-- start of Extracted information --
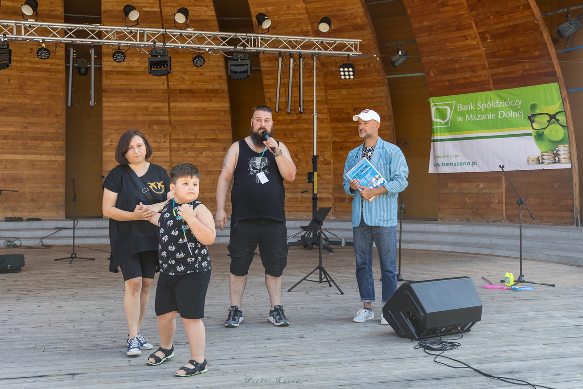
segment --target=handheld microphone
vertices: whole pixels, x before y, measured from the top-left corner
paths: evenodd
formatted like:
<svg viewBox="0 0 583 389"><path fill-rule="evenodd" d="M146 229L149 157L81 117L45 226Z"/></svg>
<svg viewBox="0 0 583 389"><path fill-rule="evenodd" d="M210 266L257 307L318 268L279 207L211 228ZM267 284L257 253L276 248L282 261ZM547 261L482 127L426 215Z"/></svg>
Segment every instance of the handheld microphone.
<svg viewBox="0 0 583 389"><path fill-rule="evenodd" d="M267 139L268 139L270 138L271 138L271 136L269 136L269 134L268 134L267 131L266 131L265 129L263 130L262 132L261 132L261 136L263 136L264 141L265 141L266 142L267 141ZM275 147L270 147L269 148L271 149L271 151L272 151L273 152L273 153L275 154Z"/></svg>

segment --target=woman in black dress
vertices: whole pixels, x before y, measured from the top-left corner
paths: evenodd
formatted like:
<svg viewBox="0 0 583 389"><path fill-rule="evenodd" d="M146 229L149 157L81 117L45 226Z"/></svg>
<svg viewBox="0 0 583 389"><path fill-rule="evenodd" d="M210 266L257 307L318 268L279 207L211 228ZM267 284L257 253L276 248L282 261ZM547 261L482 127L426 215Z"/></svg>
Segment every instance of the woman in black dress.
<svg viewBox="0 0 583 389"><path fill-rule="evenodd" d="M148 220L173 198L166 170L147 160L152 146L143 134L126 131L103 183L103 216L110 218L110 271L121 269L125 283L124 311L128 321L128 355L152 346L140 334L158 264L158 230Z"/></svg>

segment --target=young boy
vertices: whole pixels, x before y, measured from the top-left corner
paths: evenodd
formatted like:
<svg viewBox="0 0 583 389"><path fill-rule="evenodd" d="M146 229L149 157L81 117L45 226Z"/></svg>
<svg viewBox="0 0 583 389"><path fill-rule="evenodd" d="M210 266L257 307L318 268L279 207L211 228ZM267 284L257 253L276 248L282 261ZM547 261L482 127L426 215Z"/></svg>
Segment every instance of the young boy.
<svg viewBox="0 0 583 389"><path fill-rule="evenodd" d="M150 222L159 226L160 276L156 291L160 347L147 363L160 365L174 356L173 339L180 313L190 345L191 360L175 376L188 377L208 371L205 359L205 298L210 279L207 246L216 233L213 216L197 200L201 174L189 163L170 170L170 191L174 195Z"/></svg>

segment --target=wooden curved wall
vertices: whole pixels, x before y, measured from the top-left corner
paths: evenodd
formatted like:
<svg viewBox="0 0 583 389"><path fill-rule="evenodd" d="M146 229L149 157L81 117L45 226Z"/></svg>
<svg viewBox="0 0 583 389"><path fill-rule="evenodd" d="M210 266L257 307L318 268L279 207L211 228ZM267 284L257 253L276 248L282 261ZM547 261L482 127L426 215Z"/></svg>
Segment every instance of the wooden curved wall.
<svg viewBox="0 0 583 389"><path fill-rule="evenodd" d="M103 0L103 23L119 25L126 3ZM182 6L189 10L191 28L218 30L210 0L143 0L138 8L140 24L173 29L174 13ZM214 209L217 178L231 144L229 93L222 56L205 54L204 66L196 68L192 62L195 54L170 50L172 72L162 77L148 73L150 55L145 52L130 49L121 64L110 59L111 51L104 54L104 174L117 164L114 153L120 134L139 129L154 149L151 162L168 171L182 162L198 168L200 199Z"/></svg>
<svg viewBox="0 0 583 389"><path fill-rule="evenodd" d="M403 2L431 97L562 84L550 36L541 28L533 1ZM568 110L568 100L565 104ZM568 127L573 142L572 121ZM567 225L573 224L578 213L573 174L572 169L508 173L536 216L536 222ZM440 220L518 219L517 198L501 173L440 174L438 196Z"/></svg>
<svg viewBox="0 0 583 389"><path fill-rule="evenodd" d="M272 23L269 34L314 36L318 21L327 16L332 20L331 37L358 38L363 53L378 55L378 44L371 29L368 11L360 0L321 2L293 0L282 6L280 1L250 0L252 15L264 12ZM284 54L289 64L288 55ZM277 81L277 56L261 56L261 73L266 104L275 107ZM342 188L342 173L348 152L362 143L352 116L370 108L381 115L380 135L394 142L391 100L382 64L375 58L352 59L355 68L353 80L341 80L339 66L346 58L319 56L316 65L318 112L317 152L318 160L318 206L332 206L329 217L350 218L352 202ZM297 61L297 56L294 56ZM297 69L294 82L293 111L288 114L286 89L282 89L280 108L273 115L276 138L287 146L298 167L296 181L286 183L286 208L288 217L311 217L312 188L305 194L306 177L312 171L313 73L311 57L304 58L304 109L300 114L297 100ZM297 63L297 62L296 62ZM287 83L288 69L284 68L282 85Z"/></svg>
<svg viewBox="0 0 583 389"><path fill-rule="evenodd" d="M1 19L20 20L20 1L0 2ZM62 1L44 0L39 13L62 23ZM54 45L50 45L51 51ZM53 218L65 212L64 51L44 61L37 42L13 42L12 65L0 70L0 216Z"/></svg>

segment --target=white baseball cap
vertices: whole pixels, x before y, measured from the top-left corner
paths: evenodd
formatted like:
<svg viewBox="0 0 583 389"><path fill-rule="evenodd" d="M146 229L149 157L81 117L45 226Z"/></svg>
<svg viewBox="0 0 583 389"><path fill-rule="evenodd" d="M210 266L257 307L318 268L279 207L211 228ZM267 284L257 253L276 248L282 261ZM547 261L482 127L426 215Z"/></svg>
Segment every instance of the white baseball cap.
<svg viewBox="0 0 583 389"><path fill-rule="evenodd" d="M364 110L358 115L354 115L352 117L352 120L356 121L360 118L363 120L376 120L379 123L381 122L381 117L378 115L376 112L373 110Z"/></svg>

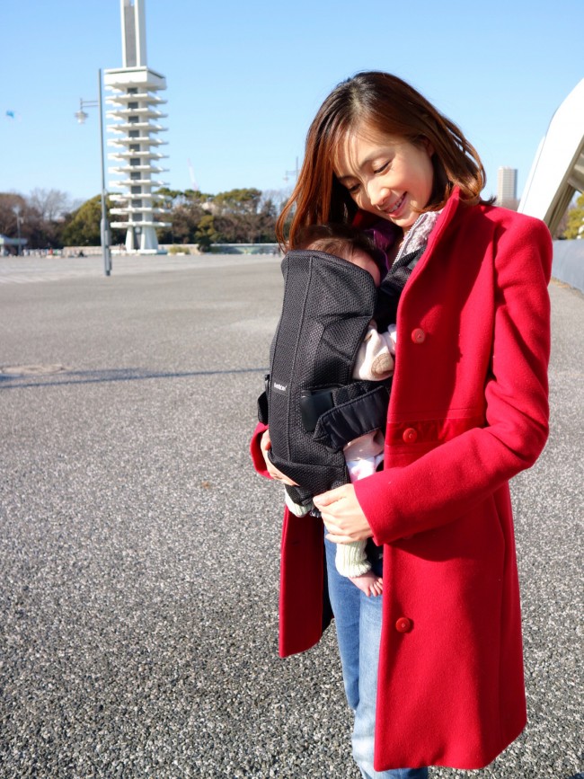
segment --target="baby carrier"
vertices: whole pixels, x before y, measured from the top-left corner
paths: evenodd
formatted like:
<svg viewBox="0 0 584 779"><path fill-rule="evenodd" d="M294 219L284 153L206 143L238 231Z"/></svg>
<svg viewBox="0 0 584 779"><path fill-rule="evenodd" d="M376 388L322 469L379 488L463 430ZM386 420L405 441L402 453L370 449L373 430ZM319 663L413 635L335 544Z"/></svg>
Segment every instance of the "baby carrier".
<svg viewBox="0 0 584 779"><path fill-rule="evenodd" d="M274 465L300 487L295 503L346 484L342 448L385 429L387 382L352 378L377 289L366 270L332 254L289 252L282 261L284 302L272 341L260 420L270 425Z"/></svg>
-- end of Extracted information --
# Instruction
Reproduce the listing word for word, starting at its first line and ending at the line containing "Segment every instance of the handheld", with both of those lines included. Leave the pictures out of your answer.

# Exercise output
segment --target=handheld microphone
vertices: whole pixels, x before y, measured from the top-left corner
paths: evenodd
formatted like:
<svg viewBox="0 0 583 389"><path fill-rule="evenodd" d="M146 229L149 157L81 117L45 226Z"/></svg>
<svg viewBox="0 0 583 389"><path fill-rule="evenodd" d="M210 266L257 307L318 268L279 207L211 228ZM267 284L257 253L276 248L282 261ZM547 261L482 127L426 215Z"/></svg>
Segment every instance of the handheld microphone.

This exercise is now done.